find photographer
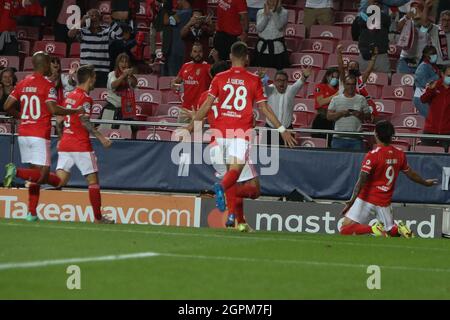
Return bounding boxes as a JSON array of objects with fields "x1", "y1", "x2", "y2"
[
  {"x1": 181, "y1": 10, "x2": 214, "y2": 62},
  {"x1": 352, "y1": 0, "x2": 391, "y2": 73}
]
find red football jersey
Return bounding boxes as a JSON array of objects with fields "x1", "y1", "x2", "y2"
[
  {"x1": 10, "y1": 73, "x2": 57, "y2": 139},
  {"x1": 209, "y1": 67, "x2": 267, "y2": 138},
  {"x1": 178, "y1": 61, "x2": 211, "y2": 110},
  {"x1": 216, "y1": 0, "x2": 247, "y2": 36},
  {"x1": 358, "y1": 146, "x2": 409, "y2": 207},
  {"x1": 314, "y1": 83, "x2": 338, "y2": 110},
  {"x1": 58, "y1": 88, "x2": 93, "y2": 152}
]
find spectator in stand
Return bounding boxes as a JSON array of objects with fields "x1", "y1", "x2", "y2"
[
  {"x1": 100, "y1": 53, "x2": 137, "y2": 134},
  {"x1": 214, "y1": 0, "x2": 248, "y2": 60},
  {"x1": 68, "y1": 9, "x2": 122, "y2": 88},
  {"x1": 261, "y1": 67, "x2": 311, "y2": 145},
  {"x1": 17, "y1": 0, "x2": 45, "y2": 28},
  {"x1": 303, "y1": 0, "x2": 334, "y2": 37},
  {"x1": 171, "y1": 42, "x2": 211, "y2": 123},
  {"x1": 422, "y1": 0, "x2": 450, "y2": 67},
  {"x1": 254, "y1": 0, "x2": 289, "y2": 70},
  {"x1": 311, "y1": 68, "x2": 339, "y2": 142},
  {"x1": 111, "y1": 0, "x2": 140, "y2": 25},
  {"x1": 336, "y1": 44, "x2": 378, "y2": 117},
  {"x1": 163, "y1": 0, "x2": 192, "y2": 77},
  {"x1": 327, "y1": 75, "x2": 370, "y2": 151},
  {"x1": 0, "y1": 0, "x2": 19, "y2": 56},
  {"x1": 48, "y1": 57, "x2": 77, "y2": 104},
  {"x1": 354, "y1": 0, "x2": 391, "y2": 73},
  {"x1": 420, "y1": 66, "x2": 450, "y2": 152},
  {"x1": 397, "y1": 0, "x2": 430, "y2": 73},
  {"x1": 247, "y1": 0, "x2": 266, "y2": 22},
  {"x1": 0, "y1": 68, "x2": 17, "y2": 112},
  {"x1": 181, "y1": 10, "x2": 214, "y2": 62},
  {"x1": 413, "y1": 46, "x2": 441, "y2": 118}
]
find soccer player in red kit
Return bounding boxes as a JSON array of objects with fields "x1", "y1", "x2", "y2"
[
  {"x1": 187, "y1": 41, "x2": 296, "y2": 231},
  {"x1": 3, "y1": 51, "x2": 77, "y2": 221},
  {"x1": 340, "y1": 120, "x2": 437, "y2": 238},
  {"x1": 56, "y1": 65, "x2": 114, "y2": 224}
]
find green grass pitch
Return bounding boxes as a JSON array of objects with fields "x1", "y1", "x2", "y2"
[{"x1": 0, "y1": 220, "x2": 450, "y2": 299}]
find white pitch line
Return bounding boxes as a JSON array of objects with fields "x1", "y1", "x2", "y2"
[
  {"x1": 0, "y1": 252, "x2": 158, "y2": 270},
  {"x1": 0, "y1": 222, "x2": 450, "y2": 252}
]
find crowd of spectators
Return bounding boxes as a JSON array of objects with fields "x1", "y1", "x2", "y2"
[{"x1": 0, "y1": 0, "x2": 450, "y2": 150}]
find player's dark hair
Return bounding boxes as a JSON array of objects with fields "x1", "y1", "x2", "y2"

* [Task description] Set down all of the records above word for word, omitting the picture.

* [Full response]
find photographer
Return bounding boxes as a JSON array of objects with fields "x1", "y1", "x2", "y2"
[
  {"x1": 181, "y1": 10, "x2": 214, "y2": 62},
  {"x1": 352, "y1": 0, "x2": 391, "y2": 73}
]
find red football jersey
Return bounding boxes as a JSON array of objects with fields "x1", "y1", "x2", "y2"
[
  {"x1": 10, "y1": 73, "x2": 57, "y2": 139},
  {"x1": 209, "y1": 67, "x2": 267, "y2": 138},
  {"x1": 178, "y1": 61, "x2": 211, "y2": 110},
  {"x1": 216, "y1": 0, "x2": 247, "y2": 36},
  {"x1": 358, "y1": 146, "x2": 409, "y2": 207},
  {"x1": 314, "y1": 83, "x2": 338, "y2": 110},
  {"x1": 58, "y1": 88, "x2": 93, "y2": 152}
]
find spectator in stand
Return bounding boxes as a JSON array of objects with fields "x1", "y1", "x2", "y2"
[
  {"x1": 100, "y1": 53, "x2": 137, "y2": 134},
  {"x1": 214, "y1": 0, "x2": 248, "y2": 60},
  {"x1": 68, "y1": 9, "x2": 122, "y2": 88},
  {"x1": 261, "y1": 67, "x2": 311, "y2": 145},
  {"x1": 17, "y1": 0, "x2": 45, "y2": 28},
  {"x1": 303, "y1": 0, "x2": 334, "y2": 37},
  {"x1": 171, "y1": 42, "x2": 211, "y2": 123},
  {"x1": 422, "y1": 0, "x2": 450, "y2": 67},
  {"x1": 254, "y1": 0, "x2": 289, "y2": 70},
  {"x1": 311, "y1": 68, "x2": 339, "y2": 142},
  {"x1": 111, "y1": 0, "x2": 140, "y2": 25},
  {"x1": 336, "y1": 44, "x2": 378, "y2": 117},
  {"x1": 163, "y1": 0, "x2": 192, "y2": 77},
  {"x1": 327, "y1": 75, "x2": 370, "y2": 151},
  {"x1": 0, "y1": 0, "x2": 19, "y2": 56},
  {"x1": 48, "y1": 57, "x2": 77, "y2": 104},
  {"x1": 354, "y1": 0, "x2": 391, "y2": 73},
  {"x1": 420, "y1": 66, "x2": 450, "y2": 152},
  {"x1": 397, "y1": 0, "x2": 430, "y2": 73},
  {"x1": 247, "y1": 0, "x2": 266, "y2": 22},
  {"x1": 0, "y1": 68, "x2": 17, "y2": 112},
  {"x1": 181, "y1": 10, "x2": 214, "y2": 62},
  {"x1": 413, "y1": 46, "x2": 441, "y2": 118}
]
find soccer player in red kit
Return bounding boxes as a JSON array of objects with fields "x1", "y1", "x2", "y2"
[
  {"x1": 187, "y1": 41, "x2": 296, "y2": 231},
  {"x1": 3, "y1": 51, "x2": 77, "y2": 221},
  {"x1": 340, "y1": 120, "x2": 437, "y2": 238},
  {"x1": 56, "y1": 65, "x2": 114, "y2": 224}
]
find green grass pitch
Return bounding boxes as a JSON array of objects with fields "x1", "y1", "x2", "y2"
[{"x1": 0, "y1": 220, "x2": 450, "y2": 299}]
find white pitch line
Return bounding boxes as a JSON array of objects with fields "x1", "y1", "x2", "y2"
[
  {"x1": 0, "y1": 252, "x2": 158, "y2": 270},
  {"x1": 0, "y1": 222, "x2": 450, "y2": 252}
]
find crowd of spectators
Return bounding boxes as a JSON array of objects with fields "x1", "y1", "x2", "y2"
[{"x1": 0, "y1": 0, "x2": 450, "y2": 150}]
find player's dark hair
Return bounding boxes as a JSON array of objects with fields "x1", "y1", "x2", "y2"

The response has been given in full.